#### WHAT THE TASK ASKS:
Could you render the records below as a JSON list of strings with one string per line, skipping blank lines and leaving the pictures out?

Outline annotation records:
####

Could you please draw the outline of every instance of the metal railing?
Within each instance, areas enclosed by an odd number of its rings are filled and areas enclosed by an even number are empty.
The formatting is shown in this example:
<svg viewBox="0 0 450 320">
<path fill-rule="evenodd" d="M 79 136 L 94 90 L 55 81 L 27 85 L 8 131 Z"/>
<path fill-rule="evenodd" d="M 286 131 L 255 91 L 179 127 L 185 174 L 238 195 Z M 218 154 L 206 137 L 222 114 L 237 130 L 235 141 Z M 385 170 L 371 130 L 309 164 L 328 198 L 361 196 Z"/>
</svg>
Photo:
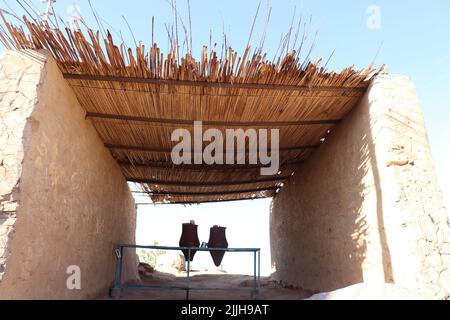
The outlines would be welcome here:
<svg viewBox="0 0 450 320">
<path fill-rule="evenodd" d="M 131 285 L 122 283 L 123 272 L 123 252 L 124 249 L 153 249 L 167 251 L 188 251 L 186 284 L 185 286 L 166 286 L 166 285 Z M 261 279 L 261 249 L 260 248 L 203 248 L 203 247 L 166 247 L 166 246 L 141 246 L 133 244 L 118 244 L 115 249 L 116 256 L 116 272 L 114 277 L 114 287 L 110 289 L 111 297 L 120 297 L 124 289 L 149 289 L 149 290 L 186 290 L 186 300 L 189 300 L 190 291 L 241 291 L 248 289 L 238 288 L 195 288 L 191 287 L 190 264 L 191 251 L 225 251 L 225 252 L 252 252 L 253 253 L 253 298 L 256 300 L 259 296 L 260 279 Z"/>
</svg>

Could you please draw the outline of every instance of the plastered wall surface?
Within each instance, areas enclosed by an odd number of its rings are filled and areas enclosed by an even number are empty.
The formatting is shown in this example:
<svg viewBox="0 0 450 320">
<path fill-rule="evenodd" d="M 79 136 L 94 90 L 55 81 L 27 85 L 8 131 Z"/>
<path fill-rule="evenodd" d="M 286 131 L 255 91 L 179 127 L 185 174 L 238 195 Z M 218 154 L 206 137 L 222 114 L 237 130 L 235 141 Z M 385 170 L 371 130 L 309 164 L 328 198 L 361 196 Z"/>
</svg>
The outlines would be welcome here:
<svg viewBox="0 0 450 320">
<path fill-rule="evenodd" d="M 450 230 L 421 107 L 379 76 L 271 212 L 274 277 L 312 292 L 388 282 L 450 292 Z"/>
<path fill-rule="evenodd" d="M 104 295 L 114 278 L 114 244 L 135 242 L 136 209 L 120 168 L 52 58 L 7 52 L 0 74 L 0 161 L 13 152 L 6 158 L 12 169 L 0 168 L 7 172 L 0 298 Z M 123 279 L 135 279 L 135 253 L 125 261 Z M 80 268 L 81 290 L 67 288 L 70 266 Z"/>
</svg>

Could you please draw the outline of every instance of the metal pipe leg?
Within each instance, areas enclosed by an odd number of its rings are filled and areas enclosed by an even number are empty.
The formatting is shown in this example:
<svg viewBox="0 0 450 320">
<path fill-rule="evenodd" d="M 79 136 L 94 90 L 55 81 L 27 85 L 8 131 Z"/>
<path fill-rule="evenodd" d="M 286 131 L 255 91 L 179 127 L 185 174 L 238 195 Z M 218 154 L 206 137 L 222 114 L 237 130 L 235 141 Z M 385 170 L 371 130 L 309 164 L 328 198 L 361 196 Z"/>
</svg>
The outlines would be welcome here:
<svg viewBox="0 0 450 320">
<path fill-rule="evenodd" d="M 188 261 L 187 261 L 187 277 L 186 277 L 186 300 L 189 300 L 189 289 L 190 289 L 190 271 L 191 271 L 191 249 L 188 249 Z"/>
</svg>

####

#### WRITTEN RESPONSE:
[
  "Could you please draw the outline of every instance of the metal railing?",
  "Within each instance, areas enclosed by an odd number of its rings are filled and areas enclosed by an even number are empty.",
  "The formatting is shown in this example:",
  "<svg viewBox=\"0 0 450 320\">",
  "<path fill-rule=\"evenodd\" d=\"M 79 136 L 94 90 L 55 81 L 27 85 L 8 131 Z\"/>",
  "<path fill-rule=\"evenodd\" d=\"M 286 131 L 255 91 L 179 127 L 185 174 L 238 195 Z M 218 154 L 206 137 L 222 114 L 237 130 L 235 141 Z M 385 170 L 371 130 L 309 164 L 328 198 L 361 196 Z\"/>",
  "</svg>",
  "Photo:",
  "The outlines would be welcome here:",
  "<svg viewBox=\"0 0 450 320\">",
  "<path fill-rule=\"evenodd\" d=\"M 131 285 L 122 283 L 123 272 L 123 252 L 124 249 L 153 249 L 167 251 L 188 251 L 186 284 L 185 286 L 166 286 L 166 285 Z M 261 279 L 261 249 L 260 248 L 203 248 L 203 247 L 166 247 L 166 246 L 141 246 L 133 244 L 118 244 L 115 249 L 116 256 L 116 272 L 114 277 L 114 287 L 110 289 L 111 297 L 120 297 L 124 289 L 149 289 L 149 290 L 186 290 L 186 300 L 189 300 L 190 291 L 241 291 L 248 289 L 238 288 L 195 288 L 191 287 L 190 264 L 191 251 L 225 251 L 225 252 L 252 252 L 253 253 L 253 298 L 256 300 L 259 296 L 260 279 Z\"/>",
  "</svg>",
  "Could you please draw the outline of every instance of the plastered wall surface?",
  "Within each instance, areas enclosed by an odd number of its rings are filled and areas enclosed by an even number are empty.",
  "The formatting is shown in this example:",
  "<svg viewBox=\"0 0 450 320\">",
  "<path fill-rule=\"evenodd\" d=\"M 79 136 L 94 90 L 55 81 L 27 85 L 8 131 Z\"/>",
  "<path fill-rule=\"evenodd\" d=\"M 286 131 L 255 91 L 179 127 L 185 174 L 238 195 Z M 218 154 L 206 137 L 222 114 L 237 130 L 235 141 Z M 385 170 L 371 130 L 309 164 L 328 198 L 361 196 Z\"/>",
  "</svg>",
  "The outlines would be welcome here:",
  "<svg viewBox=\"0 0 450 320\">",
  "<path fill-rule=\"evenodd\" d=\"M 450 230 L 421 107 L 379 76 L 271 212 L 274 277 L 312 292 L 388 282 L 450 292 Z\"/>",
  "<path fill-rule=\"evenodd\" d=\"M 104 295 L 114 278 L 114 244 L 135 242 L 136 209 L 120 168 L 52 58 L 7 52 L 0 74 L 0 161 L 13 152 L 6 158 L 12 169 L 0 168 L 7 172 L 0 298 Z M 123 279 L 135 279 L 135 253 L 125 261 Z M 80 268 L 81 290 L 67 288 L 70 266 Z\"/>",
  "</svg>",
  "Could you please draw the outline of every instance of the metal pipe leg?",
  "Within each instance, areas enclosed by an odd number of its rings are filled and areas enclosed by an even number are empty.",
  "The formatting is shown in this example:",
  "<svg viewBox=\"0 0 450 320\">",
  "<path fill-rule=\"evenodd\" d=\"M 79 136 L 94 90 L 55 81 L 27 85 L 8 131 Z\"/>",
  "<path fill-rule=\"evenodd\" d=\"M 286 131 L 255 91 L 179 127 L 185 174 L 238 195 Z M 218 154 L 206 137 L 222 114 L 237 130 L 235 141 Z M 385 170 L 371 130 L 309 164 L 328 198 L 361 196 Z\"/>",
  "</svg>",
  "The outlines would be welcome here:",
  "<svg viewBox=\"0 0 450 320\">",
  "<path fill-rule=\"evenodd\" d=\"M 188 261 L 187 261 L 187 277 L 186 277 L 186 300 L 189 300 L 189 289 L 190 289 L 190 271 L 191 271 L 191 249 L 188 249 Z\"/>",
  "</svg>"
]